EXCERPTED PASSAGE:
■ ■ ■ ■ ■ ■ ■
# Alfa GTV V6 or 156 GTA



## prt225TT (May 7, 2007)

Due to financial reasons, I'm thinking I may need to downsize the TT for something a little cheaper, but dont want a run of the mill mondeo or focus. I dont need anything larger than a TT, and the GTV has always looked good. I have read mixed reports, mainly you'll either get a trouble free car or a lemon...

I think I would go for a <2001 V6, as it is still on the cheaper tax bracket, and have seen a really nice example on autotrader for Â£4.5k, with 77k miles.

Has anyone here owned one, or have any input on them? I've done some reading of alfa forums, and youtube'd the V6 growl :twisted:

Funnily enough, I did look at one a few years ago, I was driving my first car, an '03 Fiesta, and when I tried to get into the GTV I thought it was a toy car it was soooo small... but after the TT I think I'm used to sitting low and a smaller car :roll:

Paul


----------



## Jac-in-a-Box (Nov 9, 2002)

I like them and still have a hankering to own one again.

Owned the 2.0 and a 2.5V6... loved them both. The V6 is a peach of an engine and sounds fabulous.

Have a reputation for rust (mine were both Dinitrol'd from new) and I had no problems. Not sure if the later versions had better rustproofing.

Reliability - especially electrical gremlins, is supposedly suspect, though I had no issues with reliablity of any sort.

Fun and charismatic cars - good hunting 

Dave


----------



## Whack01 (Feb 23, 2008)

Currently own an Alfa GT and have it for just about one year. I know it's a different car but while i haven't had any major problems it's begining to rattle like hell recently and a few minor electrical problems have surfaced. Would be very careful buying a used one with many miles on the clock.


----------



## prt225TT (May 7, 2007)

I don't expect it to be quite as well built as the TT (should be) but I've read that as long as its been maintained it should be fine...? If they go wrong its big time, but if they're fine, they're fine... have you had many problems?
■ ■ ■ ■ ■ ■ ■
RECORDED DATA:

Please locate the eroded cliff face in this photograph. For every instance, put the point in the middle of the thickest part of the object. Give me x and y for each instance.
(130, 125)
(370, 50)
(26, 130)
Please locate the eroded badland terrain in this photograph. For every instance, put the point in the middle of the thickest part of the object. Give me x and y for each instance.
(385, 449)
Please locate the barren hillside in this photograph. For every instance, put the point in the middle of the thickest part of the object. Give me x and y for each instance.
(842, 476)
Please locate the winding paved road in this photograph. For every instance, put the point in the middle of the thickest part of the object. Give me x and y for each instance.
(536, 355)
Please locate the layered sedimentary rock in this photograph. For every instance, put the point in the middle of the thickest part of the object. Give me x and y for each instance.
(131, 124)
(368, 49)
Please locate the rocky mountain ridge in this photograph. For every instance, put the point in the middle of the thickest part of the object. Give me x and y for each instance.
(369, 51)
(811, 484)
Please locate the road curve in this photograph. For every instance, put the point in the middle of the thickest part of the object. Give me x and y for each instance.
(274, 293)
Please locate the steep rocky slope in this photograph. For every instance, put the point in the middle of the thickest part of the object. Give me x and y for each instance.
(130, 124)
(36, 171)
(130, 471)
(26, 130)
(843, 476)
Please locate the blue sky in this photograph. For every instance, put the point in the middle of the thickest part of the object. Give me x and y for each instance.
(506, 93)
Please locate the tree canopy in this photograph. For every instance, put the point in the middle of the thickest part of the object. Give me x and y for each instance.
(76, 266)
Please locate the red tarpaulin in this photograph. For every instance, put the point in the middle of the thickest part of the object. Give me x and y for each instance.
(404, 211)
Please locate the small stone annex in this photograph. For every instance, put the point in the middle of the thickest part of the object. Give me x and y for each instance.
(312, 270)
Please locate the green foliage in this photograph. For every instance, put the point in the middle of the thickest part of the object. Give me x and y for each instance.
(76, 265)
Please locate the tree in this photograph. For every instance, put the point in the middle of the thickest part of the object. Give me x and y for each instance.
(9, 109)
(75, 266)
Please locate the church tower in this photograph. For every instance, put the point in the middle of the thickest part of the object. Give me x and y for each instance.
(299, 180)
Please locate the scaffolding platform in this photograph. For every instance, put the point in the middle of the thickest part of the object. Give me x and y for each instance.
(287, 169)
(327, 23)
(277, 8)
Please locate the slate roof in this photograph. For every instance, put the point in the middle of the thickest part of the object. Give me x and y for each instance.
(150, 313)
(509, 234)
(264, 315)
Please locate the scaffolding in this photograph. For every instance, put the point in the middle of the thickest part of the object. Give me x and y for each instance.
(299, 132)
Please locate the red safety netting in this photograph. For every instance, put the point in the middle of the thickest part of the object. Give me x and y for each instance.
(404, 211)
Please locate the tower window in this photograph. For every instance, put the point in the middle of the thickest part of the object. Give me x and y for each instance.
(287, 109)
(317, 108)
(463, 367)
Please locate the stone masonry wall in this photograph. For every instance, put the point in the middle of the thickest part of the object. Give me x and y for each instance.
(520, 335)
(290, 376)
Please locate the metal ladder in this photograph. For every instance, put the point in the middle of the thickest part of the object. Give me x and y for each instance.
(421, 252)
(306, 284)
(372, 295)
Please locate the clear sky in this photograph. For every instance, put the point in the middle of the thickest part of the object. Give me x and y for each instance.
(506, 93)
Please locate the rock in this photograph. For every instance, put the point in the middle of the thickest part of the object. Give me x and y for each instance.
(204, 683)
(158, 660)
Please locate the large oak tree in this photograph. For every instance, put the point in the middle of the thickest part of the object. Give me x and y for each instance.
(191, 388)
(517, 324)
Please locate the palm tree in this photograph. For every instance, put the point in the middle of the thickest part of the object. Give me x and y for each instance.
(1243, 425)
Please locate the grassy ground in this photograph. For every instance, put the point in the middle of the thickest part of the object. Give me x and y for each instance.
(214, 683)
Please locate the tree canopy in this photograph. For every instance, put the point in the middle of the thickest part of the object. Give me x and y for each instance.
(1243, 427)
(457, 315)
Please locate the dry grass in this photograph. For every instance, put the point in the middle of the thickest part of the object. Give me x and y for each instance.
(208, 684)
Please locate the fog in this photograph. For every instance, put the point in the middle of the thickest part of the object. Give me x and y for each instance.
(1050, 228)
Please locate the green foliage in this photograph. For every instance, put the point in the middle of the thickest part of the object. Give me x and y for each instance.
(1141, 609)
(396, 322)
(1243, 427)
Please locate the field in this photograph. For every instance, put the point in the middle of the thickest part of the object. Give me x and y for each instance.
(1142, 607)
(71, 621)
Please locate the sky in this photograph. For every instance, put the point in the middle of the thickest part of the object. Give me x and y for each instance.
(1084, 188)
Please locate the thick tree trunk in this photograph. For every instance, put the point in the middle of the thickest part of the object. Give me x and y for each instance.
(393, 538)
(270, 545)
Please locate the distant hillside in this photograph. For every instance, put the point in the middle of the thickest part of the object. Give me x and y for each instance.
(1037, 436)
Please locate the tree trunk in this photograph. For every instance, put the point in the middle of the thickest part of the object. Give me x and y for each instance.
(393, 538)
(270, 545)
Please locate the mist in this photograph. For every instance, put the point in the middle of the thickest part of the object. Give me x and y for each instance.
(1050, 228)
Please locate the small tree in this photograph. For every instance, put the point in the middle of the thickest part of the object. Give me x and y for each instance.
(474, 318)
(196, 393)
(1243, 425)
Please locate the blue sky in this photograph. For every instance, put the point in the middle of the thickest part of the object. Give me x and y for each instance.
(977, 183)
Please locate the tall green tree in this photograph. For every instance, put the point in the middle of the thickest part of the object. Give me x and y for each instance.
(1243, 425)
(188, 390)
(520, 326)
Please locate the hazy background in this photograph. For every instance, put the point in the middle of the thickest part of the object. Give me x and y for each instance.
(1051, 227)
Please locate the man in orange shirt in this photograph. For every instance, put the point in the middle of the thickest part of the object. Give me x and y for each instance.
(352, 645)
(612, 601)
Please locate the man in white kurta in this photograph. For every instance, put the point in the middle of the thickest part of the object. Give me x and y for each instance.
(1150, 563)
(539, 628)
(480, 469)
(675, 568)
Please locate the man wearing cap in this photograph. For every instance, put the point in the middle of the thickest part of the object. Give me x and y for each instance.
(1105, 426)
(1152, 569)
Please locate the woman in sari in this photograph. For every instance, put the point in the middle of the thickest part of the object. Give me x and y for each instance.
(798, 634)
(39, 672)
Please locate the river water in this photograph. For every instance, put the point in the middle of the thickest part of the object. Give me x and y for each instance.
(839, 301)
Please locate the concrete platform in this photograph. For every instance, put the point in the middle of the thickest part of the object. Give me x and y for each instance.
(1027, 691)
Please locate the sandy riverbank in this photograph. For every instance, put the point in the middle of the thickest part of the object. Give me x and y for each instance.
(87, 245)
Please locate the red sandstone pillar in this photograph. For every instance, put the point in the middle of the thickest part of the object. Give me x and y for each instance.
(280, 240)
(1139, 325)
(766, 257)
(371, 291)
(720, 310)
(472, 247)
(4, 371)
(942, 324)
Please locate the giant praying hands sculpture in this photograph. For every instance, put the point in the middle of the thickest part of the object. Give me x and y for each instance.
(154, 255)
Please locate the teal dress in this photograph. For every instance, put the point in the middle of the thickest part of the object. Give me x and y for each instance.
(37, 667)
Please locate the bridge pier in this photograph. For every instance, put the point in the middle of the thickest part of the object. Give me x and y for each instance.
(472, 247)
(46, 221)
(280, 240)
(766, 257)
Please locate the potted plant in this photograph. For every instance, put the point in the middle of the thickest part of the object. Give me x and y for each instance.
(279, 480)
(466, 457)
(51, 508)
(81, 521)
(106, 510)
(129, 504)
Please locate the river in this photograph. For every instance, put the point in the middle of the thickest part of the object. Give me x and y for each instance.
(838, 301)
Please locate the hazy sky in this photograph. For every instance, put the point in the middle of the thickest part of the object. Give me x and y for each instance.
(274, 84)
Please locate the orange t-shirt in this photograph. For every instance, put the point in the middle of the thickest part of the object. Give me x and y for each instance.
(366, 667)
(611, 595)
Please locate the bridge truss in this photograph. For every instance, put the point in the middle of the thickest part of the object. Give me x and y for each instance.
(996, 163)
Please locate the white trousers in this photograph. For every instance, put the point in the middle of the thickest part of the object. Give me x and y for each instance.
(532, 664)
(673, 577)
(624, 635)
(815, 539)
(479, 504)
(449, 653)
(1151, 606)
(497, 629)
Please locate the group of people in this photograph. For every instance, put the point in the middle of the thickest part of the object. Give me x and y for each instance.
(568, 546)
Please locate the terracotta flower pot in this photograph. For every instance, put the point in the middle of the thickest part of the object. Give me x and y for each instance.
■ ■ ■ ■ ■ ■ ■
DIRECTIONS:
• a. From the records, copy out the lines from the one containing "Please locate the man wearing" through the one containing "(1027, 691)", unchanged.
• b. Continue the forum thread about buying an Alfa GTV V6 from the point where it stops.
The forum thread and the records have nothing to do with each other.

THE RESPONSES:
• a.
Please locate the man wearing cap in this photograph. For every instance, put the point in the middle of the thickest part of the object. Give me x and y for each instance.
(1105, 426)
(1152, 569)
Please locate the woman in sari in this photograph. For every instance, put the point in the middle of the thickest part of the object. Give me x and y for each instance.
(798, 634)
(39, 672)
Please locate the river water in this photograph. For every instance, put the point in the middle of the thickest part of the object. Give me x and y for each instance.
(839, 301)
Please locate the concrete platform in this photograph. For every instance, put the point in the middle of the thickest part of the object. Give me x and y for each instance.
(1027, 691)

• b.
----------



## TTwiggy (Jul 20, 2004)

Be aware that while the Alfa V6 is one of the world's most beautiful engines (both visually and aurally) it does have a drink problem! I rarely saw double figues in my GTA round town - although that was a 3.2, so the 3.0 may be a bit better...


----------



## prt225TT (May 7, 2007)

Did you have the 156 GTA or 147 GTA? I've been looking at the 156 GTA too, BUT, it was introduced in 2002 so its the top whack for road tax! I do limited miles so would try to keep my petrol consumption down! :lol: I'm starting to think the 156 GTA would be a more practical car... maybe worth LPG conversion though if petrol keeps going up! :lol: :lol: Its a very attractive aggressive car :twisted:


----------



## TTwiggy (Jul 20, 2004)

147gta, as per my sig :wink:

lovely car, and rare enough to be a bit 'cultish' (lots of respect from them that knew about them; shock from those who didn't - like the M3 driver who couldn't shake me and wound his window down to ask 'what the f^&* have you got under the bonnet mate?')


----------



## prt225TT (May 7, 2007)

The 147 is a very nice looking car, but think the 156 GTA makes more financial sense (if thats possible!) they're cheaper to pick up now. I've been trying to find technical details, ie. cambelt changes, servicing etc... any info on schedules?

Thanks


----------



## Kell (May 28, 2002)

Persoanlly, I'd have a 156 GTa Sportwagen. If I was brave enough.


----------



## TTwiggy (Jul 20, 2004)

prt225TT said:


> The 147 is a very nice looking car, but think the 156 GTA makes more financial sense (if thats possible!) they're cheaper to pick up now. I've been trying to find technical details, ie. cambelt changes, servicing etc... any info on schedules?
> 
> Thanks


no idea on cmabelt changes i'm afraid, as mine was only 18 months old when I had it. Servicing was 12 months (unless you do mega mileage), and as it's generally done at a Fiat dealership ,the hourly rate is lower than VAG cars (though the downside is you're at a Fiat dealership!).

As Kell said, look at the sportwagon - the ultimate stealth car, and in red (or if you can find one, pearl white) they exhude Italian style.


----------



## prt225TT (May 7, 2007)

I'm 24... a bit young for an estate car :wink:


----------



## prt225TT (May 7, 2007)

So anybody here owned a 156 GTA? Just looking for a little info on them, what mileage things should be done etc... things to look out for...


----------



## trev0006 (Oct 19, 2007)

My friend had one and his was not very reliable.

tires wheels motorcycle rc cars


----------



## Kell (May 28, 2002)

prt225TT said:


> So anybody here owned a 156 GTA? Just looking for a little info on them, what mileage things should be done etc... things to look out for...


One of my friends ran a saloon as a company car. AFAIK nothing went wrong with it at all in the three years she had it. Having said that, if it had have done, then she was in the ideal position to not have to worry about bills.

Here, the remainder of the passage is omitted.